#### Stored rows ####
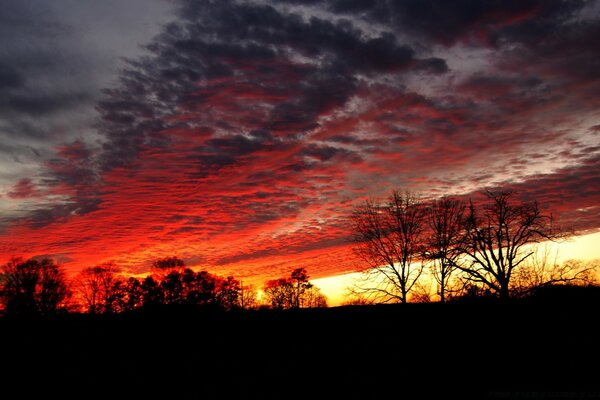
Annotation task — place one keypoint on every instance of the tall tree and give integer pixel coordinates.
(498, 239)
(389, 238)
(293, 292)
(299, 279)
(99, 288)
(33, 287)
(445, 217)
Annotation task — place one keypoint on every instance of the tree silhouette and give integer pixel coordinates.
(33, 287)
(541, 270)
(446, 219)
(301, 284)
(100, 288)
(293, 292)
(498, 239)
(167, 263)
(389, 238)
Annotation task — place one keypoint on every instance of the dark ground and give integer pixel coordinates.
(544, 348)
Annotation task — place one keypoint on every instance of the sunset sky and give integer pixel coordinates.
(239, 135)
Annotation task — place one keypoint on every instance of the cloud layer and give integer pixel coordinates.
(243, 135)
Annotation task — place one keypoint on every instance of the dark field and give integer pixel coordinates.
(547, 347)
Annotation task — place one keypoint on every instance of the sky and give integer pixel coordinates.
(239, 135)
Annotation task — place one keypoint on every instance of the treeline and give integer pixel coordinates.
(41, 287)
(468, 248)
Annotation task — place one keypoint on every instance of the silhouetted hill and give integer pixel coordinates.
(544, 347)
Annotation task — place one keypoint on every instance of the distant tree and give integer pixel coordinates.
(228, 293)
(172, 287)
(99, 288)
(33, 287)
(134, 294)
(293, 292)
(313, 298)
(151, 292)
(279, 293)
(248, 297)
(446, 220)
(541, 269)
(301, 285)
(389, 237)
(498, 240)
(168, 263)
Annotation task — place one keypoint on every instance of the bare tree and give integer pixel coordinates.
(543, 269)
(389, 238)
(248, 296)
(445, 218)
(498, 240)
(293, 292)
(33, 287)
(99, 288)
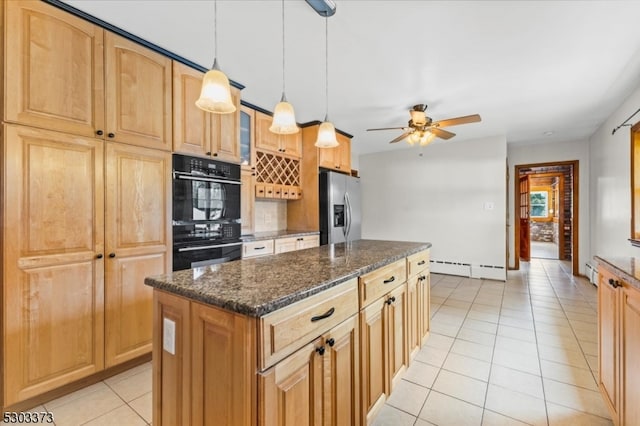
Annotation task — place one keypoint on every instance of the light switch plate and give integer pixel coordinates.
(169, 336)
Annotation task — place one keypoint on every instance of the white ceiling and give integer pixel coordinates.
(527, 67)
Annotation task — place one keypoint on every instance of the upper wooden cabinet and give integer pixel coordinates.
(338, 158)
(66, 74)
(53, 69)
(197, 132)
(288, 145)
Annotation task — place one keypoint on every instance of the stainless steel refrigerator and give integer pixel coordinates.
(340, 208)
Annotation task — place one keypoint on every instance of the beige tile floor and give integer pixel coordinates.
(500, 353)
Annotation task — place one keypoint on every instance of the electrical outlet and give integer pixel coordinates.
(169, 336)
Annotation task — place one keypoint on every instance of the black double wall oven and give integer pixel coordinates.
(206, 212)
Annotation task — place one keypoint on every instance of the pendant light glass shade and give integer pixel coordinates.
(326, 135)
(284, 119)
(215, 95)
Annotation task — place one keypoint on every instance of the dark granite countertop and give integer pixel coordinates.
(627, 267)
(276, 234)
(257, 286)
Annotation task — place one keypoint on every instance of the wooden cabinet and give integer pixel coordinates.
(619, 346)
(383, 335)
(137, 244)
(418, 309)
(54, 69)
(197, 132)
(288, 145)
(84, 80)
(247, 201)
(338, 158)
(53, 263)
(283, 245)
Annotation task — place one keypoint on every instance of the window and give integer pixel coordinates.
(539, 204)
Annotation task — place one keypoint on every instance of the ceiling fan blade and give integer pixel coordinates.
(387, 128)
(458, 120)
(399, 138)
(442, 134)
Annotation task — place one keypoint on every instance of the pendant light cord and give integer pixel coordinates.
(326, 62)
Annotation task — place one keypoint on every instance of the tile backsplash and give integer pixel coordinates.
(271, 215)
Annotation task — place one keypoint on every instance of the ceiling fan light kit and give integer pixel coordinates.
(423, 130)
(215, 94)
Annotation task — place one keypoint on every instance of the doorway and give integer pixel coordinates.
(546, 212)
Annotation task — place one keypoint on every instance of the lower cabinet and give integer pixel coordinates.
(317, 385)
(619, 347)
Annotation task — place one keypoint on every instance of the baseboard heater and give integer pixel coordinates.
(493, 272)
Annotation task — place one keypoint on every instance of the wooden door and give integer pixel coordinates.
(397, 335)
(247, 201)
(138, 244)
(138, 94)
(525, 232)
(342, 393)
(629, 351)
(191, 125)
(291, 391)
(373, 359)
(54, 72)
(225, 132)
(424, 306)
(609, 338)
(223, 369)
(265, 139)
(53, 245)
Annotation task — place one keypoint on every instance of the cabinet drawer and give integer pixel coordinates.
(381, 281)
(417, 263)
(257, 248)
(284, 331)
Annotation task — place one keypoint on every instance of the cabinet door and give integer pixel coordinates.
(397, 335)
(191, 125)
(291, 391)
(265, 139)
(223, 364)
(54, 69)
(53, 235)
(225, 132)
(609, 338)
(138, 94)
(138, 244)
(247, 201)
(373, 349)
(342, 393)
(424, 307)
(630, 349)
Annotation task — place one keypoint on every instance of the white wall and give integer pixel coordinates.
(440, 197)
(546, 153)
(611, 184)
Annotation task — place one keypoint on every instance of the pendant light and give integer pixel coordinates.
(215, 95)
(284, 118)
(326, 132)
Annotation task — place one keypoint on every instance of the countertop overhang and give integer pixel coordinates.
(261, 285)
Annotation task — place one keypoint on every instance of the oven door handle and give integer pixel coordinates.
(205, 179)
(208, 247)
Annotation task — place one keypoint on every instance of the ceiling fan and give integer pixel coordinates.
(423, 129)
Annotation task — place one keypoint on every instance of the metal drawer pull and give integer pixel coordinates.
(323, 316)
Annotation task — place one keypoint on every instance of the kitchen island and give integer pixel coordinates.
(316, 336)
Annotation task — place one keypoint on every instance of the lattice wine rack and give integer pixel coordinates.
(277, 170)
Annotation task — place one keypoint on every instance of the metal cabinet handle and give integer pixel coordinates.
(323, 316)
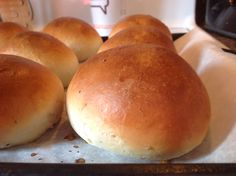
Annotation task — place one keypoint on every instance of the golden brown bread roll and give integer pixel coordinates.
(139, 100)
(78, 35)
(138, 35)
(31, 100)
(9, 30)
(46, 50)
(139, 20)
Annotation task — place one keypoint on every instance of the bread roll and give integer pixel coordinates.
(31, 100)
(138, 35)
(9, 30)
(139, 100)
(46, 50)
(139, 20)
(76, 34)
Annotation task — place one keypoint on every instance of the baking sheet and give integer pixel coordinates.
(216, 69)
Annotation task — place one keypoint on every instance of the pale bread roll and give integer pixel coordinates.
(140, 20)
(31, 100)
(46, 50)
(78, 35)
(138, 35)
(9, 30)
(139, 100)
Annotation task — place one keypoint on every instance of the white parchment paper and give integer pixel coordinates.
(216, 69)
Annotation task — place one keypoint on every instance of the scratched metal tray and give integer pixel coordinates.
(36, 169)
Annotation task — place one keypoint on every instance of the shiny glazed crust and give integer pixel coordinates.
(140, 100)
(138, 35)
(78, 35)
(46, 50)
(31, 100)
(140, 20)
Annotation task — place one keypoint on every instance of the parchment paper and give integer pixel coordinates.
(216, 69)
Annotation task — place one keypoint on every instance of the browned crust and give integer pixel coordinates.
(138, 35)
(147, 96)
(140, 20)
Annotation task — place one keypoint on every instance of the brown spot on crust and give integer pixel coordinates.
(70, 137)
(80, 161)
(33, 154)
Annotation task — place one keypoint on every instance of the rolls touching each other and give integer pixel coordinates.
(138, 35)
(78, 35)
(31, 100)
(140, 20)
(139, 100)
(46, 50)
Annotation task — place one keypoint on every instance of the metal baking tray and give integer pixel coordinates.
(36, 169)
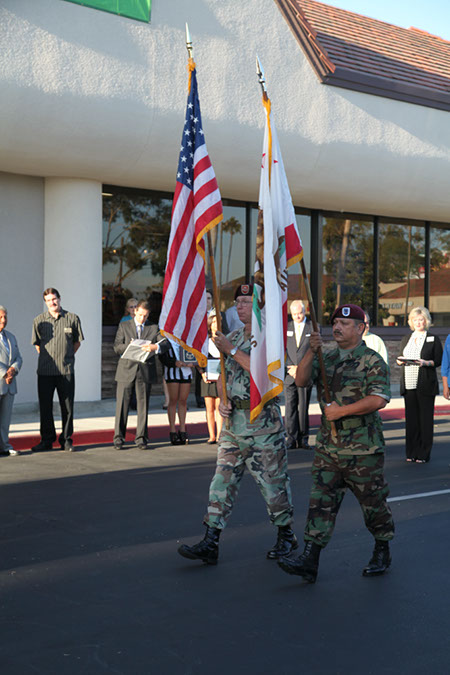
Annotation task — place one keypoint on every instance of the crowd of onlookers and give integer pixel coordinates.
(57, 336)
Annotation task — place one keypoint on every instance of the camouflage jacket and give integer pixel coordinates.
(238, 389)
(362, 372)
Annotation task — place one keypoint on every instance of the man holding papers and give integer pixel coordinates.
(133, 373)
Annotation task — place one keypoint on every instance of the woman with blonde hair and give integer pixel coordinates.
(209, 388)
(421, 354)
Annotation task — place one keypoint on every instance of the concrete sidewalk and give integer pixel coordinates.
(94, 421)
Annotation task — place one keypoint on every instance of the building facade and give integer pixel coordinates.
(91, 115)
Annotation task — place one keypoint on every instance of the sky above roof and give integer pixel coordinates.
(432, 16)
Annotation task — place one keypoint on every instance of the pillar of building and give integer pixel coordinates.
(73, 265)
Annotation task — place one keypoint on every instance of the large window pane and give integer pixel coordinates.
(296, 287)
(440, 276)
(347, 263)
(401, 272)
(135, 236)
(228, 242)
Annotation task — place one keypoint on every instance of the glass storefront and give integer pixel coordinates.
(381, 264)
(136, 228)
(347, 263)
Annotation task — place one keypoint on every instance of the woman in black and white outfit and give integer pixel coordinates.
(178, 376)
(419, 384)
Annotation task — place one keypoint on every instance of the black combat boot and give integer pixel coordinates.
(207, 550)
(286, 542)
(306, 565)
(380, 560)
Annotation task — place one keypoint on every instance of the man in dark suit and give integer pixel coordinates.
(136, 375)
(296, 398)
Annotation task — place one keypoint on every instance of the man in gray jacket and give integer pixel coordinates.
(10, 364)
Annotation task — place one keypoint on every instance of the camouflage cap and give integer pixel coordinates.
(244, 289)
(348, 312)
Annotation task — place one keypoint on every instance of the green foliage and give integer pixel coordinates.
(137, 234)
(348, 252)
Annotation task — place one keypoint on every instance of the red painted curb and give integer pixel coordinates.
(161, 432)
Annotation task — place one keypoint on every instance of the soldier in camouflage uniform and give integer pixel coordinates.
(359, 385)
(259, 447)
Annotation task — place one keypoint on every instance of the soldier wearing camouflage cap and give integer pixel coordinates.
(359, 385)
(259, 447)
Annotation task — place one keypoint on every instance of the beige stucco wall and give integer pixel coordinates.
(91, 95)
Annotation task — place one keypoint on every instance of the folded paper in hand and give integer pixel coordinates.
(134, 351)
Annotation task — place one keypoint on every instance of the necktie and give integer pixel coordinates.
(5, 342)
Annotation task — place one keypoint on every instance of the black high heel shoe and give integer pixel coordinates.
(182, 438)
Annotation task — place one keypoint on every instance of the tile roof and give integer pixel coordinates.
(356, 52)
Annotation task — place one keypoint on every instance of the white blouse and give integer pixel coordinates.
(412, 351)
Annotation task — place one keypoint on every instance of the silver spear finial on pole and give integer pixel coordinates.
(189, 42)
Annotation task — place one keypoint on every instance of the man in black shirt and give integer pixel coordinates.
(57, 336)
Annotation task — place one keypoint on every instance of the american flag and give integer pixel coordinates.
(197, 208)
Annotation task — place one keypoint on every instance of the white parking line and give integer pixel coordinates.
(419, 495)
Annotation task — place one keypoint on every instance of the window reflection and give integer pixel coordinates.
(347, 263)
(440, 276)
(401, 271)
(136, 230)
(296, 286)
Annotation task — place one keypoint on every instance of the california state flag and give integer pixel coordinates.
(278, 246)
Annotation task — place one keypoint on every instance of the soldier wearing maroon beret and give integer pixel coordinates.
(358, 380)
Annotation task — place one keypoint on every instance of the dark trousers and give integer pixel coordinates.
(65, 387)
(296, 416)
(419, 419)
(123, 396)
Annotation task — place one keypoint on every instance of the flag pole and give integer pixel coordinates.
(312, 310)
(212, 266)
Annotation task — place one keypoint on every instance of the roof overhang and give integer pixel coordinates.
(328, 73)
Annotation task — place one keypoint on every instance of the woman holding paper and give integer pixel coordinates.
(421, 354)
(208, 386)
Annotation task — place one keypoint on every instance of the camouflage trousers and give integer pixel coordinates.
(266, 459)
(363, 474)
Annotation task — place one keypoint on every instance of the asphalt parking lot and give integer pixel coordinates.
(91, 582)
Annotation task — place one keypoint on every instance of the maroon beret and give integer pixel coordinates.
(244, 289)
(348, 312)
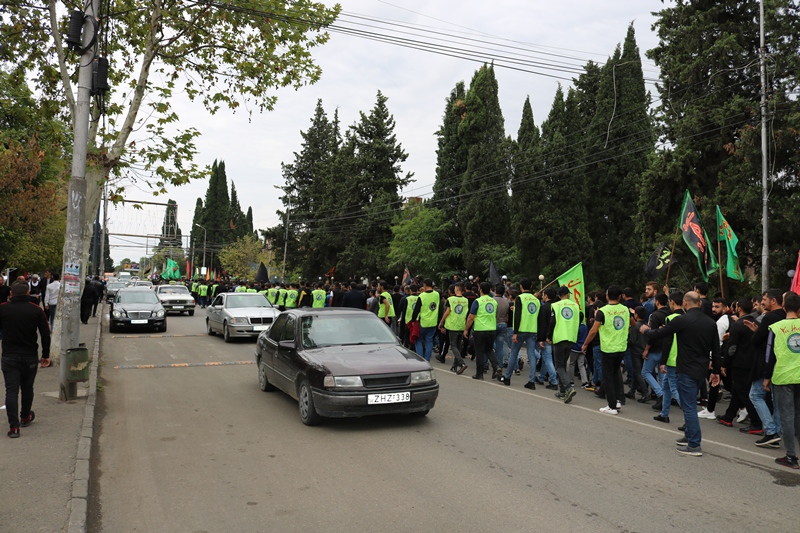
####
# Given task
Return every line of the items above that contains the word "countertop".

# Exercise response
Annotation task — place one keypoint on every instance of the dark granite countertop and give integer pixel coordinates.
Annotation task — place one keypoint on every instance of the countertop overhang and give integer pixel coordinates.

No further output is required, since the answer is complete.